WORK TASK -
Copy every entry below exactly as it appears, leaving out the images.

───── EXTRACTED INFORMATION

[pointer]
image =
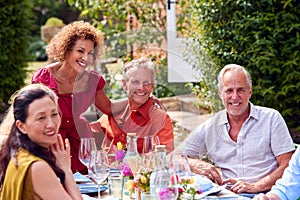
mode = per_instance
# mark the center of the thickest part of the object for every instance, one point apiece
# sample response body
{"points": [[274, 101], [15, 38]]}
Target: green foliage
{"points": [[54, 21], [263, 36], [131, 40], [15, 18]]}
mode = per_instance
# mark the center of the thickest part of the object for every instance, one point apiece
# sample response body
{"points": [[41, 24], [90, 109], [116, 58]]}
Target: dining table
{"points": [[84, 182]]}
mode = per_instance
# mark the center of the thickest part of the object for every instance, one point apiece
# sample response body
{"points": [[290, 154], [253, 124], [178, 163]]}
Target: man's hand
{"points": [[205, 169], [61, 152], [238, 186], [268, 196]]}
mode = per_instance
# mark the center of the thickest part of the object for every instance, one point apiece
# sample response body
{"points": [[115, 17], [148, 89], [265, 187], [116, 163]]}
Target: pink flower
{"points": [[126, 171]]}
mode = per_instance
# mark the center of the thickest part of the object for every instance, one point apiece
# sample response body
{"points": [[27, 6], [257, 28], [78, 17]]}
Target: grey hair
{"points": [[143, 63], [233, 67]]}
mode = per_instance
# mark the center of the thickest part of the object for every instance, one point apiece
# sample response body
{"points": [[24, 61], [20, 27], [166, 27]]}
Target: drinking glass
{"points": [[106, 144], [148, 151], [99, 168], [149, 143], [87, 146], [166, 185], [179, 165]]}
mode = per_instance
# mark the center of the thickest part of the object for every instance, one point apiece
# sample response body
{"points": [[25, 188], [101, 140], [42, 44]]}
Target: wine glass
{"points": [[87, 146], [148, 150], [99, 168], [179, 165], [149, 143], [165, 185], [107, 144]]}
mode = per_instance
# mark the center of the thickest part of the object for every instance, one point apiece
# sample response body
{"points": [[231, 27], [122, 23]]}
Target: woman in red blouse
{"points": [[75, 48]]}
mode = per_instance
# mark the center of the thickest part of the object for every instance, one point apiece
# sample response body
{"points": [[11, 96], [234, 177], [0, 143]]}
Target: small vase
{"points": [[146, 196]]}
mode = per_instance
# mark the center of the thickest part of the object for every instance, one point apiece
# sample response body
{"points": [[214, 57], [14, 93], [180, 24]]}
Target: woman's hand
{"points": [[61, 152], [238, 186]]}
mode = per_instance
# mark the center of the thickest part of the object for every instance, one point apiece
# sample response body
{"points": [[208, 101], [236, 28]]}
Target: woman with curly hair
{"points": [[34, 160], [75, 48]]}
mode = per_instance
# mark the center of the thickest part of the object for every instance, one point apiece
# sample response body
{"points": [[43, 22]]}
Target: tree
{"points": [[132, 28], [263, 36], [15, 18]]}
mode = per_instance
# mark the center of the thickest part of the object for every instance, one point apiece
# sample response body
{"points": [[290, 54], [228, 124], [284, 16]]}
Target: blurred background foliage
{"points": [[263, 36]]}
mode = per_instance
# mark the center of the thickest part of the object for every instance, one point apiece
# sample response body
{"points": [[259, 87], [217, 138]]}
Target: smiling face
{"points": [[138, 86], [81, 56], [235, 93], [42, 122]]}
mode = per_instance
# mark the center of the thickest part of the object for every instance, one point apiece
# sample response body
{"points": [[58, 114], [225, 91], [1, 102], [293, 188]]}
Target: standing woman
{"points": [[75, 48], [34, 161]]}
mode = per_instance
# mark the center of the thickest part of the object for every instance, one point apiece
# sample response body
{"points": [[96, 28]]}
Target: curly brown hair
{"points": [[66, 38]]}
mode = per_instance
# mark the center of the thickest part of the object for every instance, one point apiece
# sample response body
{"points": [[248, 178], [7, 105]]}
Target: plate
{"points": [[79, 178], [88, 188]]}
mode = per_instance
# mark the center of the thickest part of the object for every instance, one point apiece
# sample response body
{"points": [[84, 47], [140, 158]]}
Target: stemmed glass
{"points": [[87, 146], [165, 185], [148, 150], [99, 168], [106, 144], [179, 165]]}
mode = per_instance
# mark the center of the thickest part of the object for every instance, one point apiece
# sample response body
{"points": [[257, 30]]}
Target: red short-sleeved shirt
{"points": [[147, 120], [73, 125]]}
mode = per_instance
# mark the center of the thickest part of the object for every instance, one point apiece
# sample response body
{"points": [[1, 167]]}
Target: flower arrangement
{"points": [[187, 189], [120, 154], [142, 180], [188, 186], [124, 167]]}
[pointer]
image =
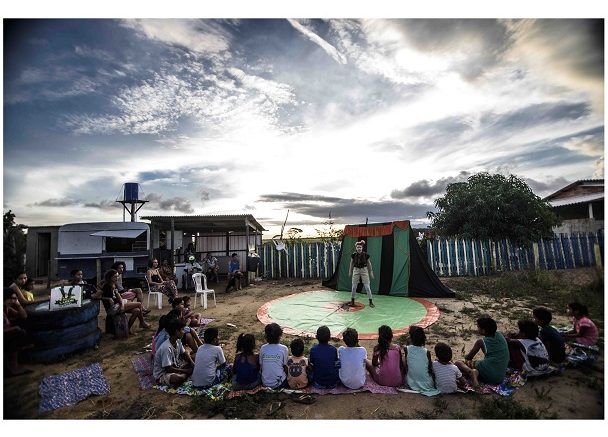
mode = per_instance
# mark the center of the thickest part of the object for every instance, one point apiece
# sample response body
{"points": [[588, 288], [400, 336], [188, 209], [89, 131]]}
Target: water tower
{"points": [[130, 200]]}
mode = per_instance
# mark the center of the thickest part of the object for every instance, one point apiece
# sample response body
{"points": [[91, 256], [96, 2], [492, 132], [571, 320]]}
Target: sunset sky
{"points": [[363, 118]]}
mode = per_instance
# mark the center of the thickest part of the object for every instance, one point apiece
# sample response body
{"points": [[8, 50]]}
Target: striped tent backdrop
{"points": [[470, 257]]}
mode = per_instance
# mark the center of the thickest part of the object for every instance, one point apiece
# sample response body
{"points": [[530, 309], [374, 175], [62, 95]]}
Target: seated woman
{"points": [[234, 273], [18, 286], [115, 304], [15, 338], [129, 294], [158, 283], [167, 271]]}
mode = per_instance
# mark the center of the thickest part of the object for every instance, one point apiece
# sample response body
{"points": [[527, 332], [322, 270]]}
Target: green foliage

──────────

COMPLETED TASK -
[pointer]
image =
mode = per_instance
# mark the center of the thickest part of the object for every instance, one point apiece
# sample response body
{"points": [[274, 101], [15, 38]]}
Target: green foliage
{"points": [[54, 21], [263, 36], [131, 40], [15, 18]]}
mode = per_instance
# mark the center of the thickest part of the object for every instance, one point apiece
# sample response body
{"points": [[41, 24], [90, 109], [116, 58]]}
Target: dining table
{"points": [[84, 182]]}
mode = per_instance
# mark the center of the thickest part of the object for every instance, one point apiece
# sample response body
{"points": [[290, 154], [253, 124], [178, 163]]}
Target: man's hand
{"points": [[205, 169], [61, 152], [238, 186], [268, 196]]}
mode = per_instance
# mark the center of the thickest part of the object for every instance, one point apiece
# sample response body
{"points": [[115, 17], [148, 89], [265, 187], [116, 163]]}
Target: pink flower
{"points": [[126, 171]]}
mode = per_instance
# mark the center of the thickest part of the object for every instance, one point apiece
# sample response body
{"points": [[27, 6], [257, 28], [78, 17]]}
Target: grey hair
{"points": [[143, 63], [233, 67]]}
mode = per_instance
# mark the center of the thickest part of the object for every instance, one point apiece
# sample response body
{"points": [[24, 61], [20, 27], [166, 27]]}
Target: drinking glass
{"points": [[106, 144], [148, 151], [99, 168], [149, 143], [87, 146], [166, 185], [179, 165]]}
mode = per_instance
# mark the center of the thickest part of the object for every instance, one point apiece
# sample response body
{"points": [[25, 188], [101, 140], [42, 44]]}
Target: wine glass
{"points": [[87, 146], [148, 150], [99, 168], [179, 165], [149, 143], [165, 185], [107, 144]]}
mode = per_instance
# mark the center of the thickest part of the object for every instance, one point apiece
# sample response body
{"points": [[231, 27], [122, 23]]}
Target: woman in red blouse
{"points": [[75, 48]]}
mode = per_instance
# mark the center of the thickest part of the object for every instance, one point apiece
# sample response body
{"points": [[11, 96], [234, 177], [0, 143]]}
Target: small vase
{"points": [[146, 196]]}
mode = per_instance
# mark the center of the thickest part of the object for every instance, one point apiece
# sample response body
{"points": [[214, 57], [14, 93], [180, 24]]}
Target: woman's hand
{"points": [[61, 152], [238, 186]]}
mode = per_instance
# mark the center of the thickest part of the object for every instance, one point apiece
# sample response body
{"points": [[208, 101], [236, 28]]}
Target: woman with curly hair
{"points": [[34, 160], [75, 48]]}
mode = per_instance
# mark the center of the thickest part of the object for every instance, one point apiece
# sample response body
{"points": [[43, 22]]}
Target: tree
{"points": [[132, 28], [263, 36], [15, 18]]}
mode = per_instance
# mark the center of the thickest part of the object for every instance, one point apiece
# sample response body
{"points": [[290, 54], [228, 124], [284, 16]]}
Target: blurred background foliage
{"points": [[263, 36]]}
mode = per_instance
# mark the center of the thickest part of the object for every instance, one point apiece
# sample response body
{"points": [[259, 87], [217, 138]]}
Target: smiling face
{"points": [[138, 86], [81, 56], [235, 93], [42, 122]]}
mode = per_instance
# mark the center of the thickest part of the object for every instance, one point apiece
# sample response body
{"points": [[58, 114], [225, 91], [1, 102], [293, 188]]}
Target: standing woman
{"points": [[75, 48], [34, 161]]}
mode = per_instance
# mark the center of the thickest part of the object for every instance, one point apiece
# sample response body
{"points": [[96, 28]]}
Target: curly brown hair
{"points": [[66, 38]]}
mode = per_instance
# mark the center of the thickest part of the object for every instance, one point apiece
# sample response body
{"points": [[248, 178], [7, 105]]}
Target: plate
{"points": [[79, 178], [88, 188]]}
mode = per_instance
# mark the center of the thickest part of the object for every instance, one point apiece
# sample response body
{"points": [[84, 47], [140, 158]]}
Target: stemmed glass
{"points": [[87, 146], [165, 185], [148, 150], [99, 168], [106, 144], [179, 165]]}
mode = per_instance
# mark the center of the thickest part of the object for every instance, one point apiece
# sample response body
{"points": [[257, 30]]}
Target: red short-sleeved shirt
{"points": [[147, 120], [73, 125]]}
mode = per_instance
# mark the center of the thickest part of the object for every instance, one point apiece
# sample response body
{"points": [[1, 167]]}
Target: flower arrangement
{"points": [[187, 189], [120, 154], [142, 180], [188, 186], [124, 167]]}
[pointer]
image =
mode = per_instance
# mark the center of the thickest part of the object for every instance, one point apiece
# sample response body
{"points": [[588, 288], [400, 336], [188, 209], [89, 131]]}
Target: water tower
{"points": [[130, 200]]}
mode = per_instance
# mark the center of the thickest part of the object for every instance, one point apiece
# sample response body
{"points": [[91, 256], [96, 2], [492, 132], [571, 320]]}
Target: sunset sky
{"points": [[363, 118]]}
mode = per_instance
# mark the center of the thickest part of the object for every instance, one point apiece
# sample response body
{"points": [[8, 50]]}
Target: striped tent backdrop
{"points": [[470, 257]]}
mode = per_instance
# mark the center of the thickest part of the object for every instance, one point apiece
# sample response body
{"points": [[530, 309], [374, 175], [62, 95]]}
Target: seated woman
{"points": [[234, 273], [18, 286], [115, 304], [15, 338], [129, 294], [158, 283], [167, 271]]}
mode = per_instance
# mark the center of the thickest part of the object for every instance, one point apiece
# sample response body
{"points": [[527, 332], [322, 270]]}
Target: green foliage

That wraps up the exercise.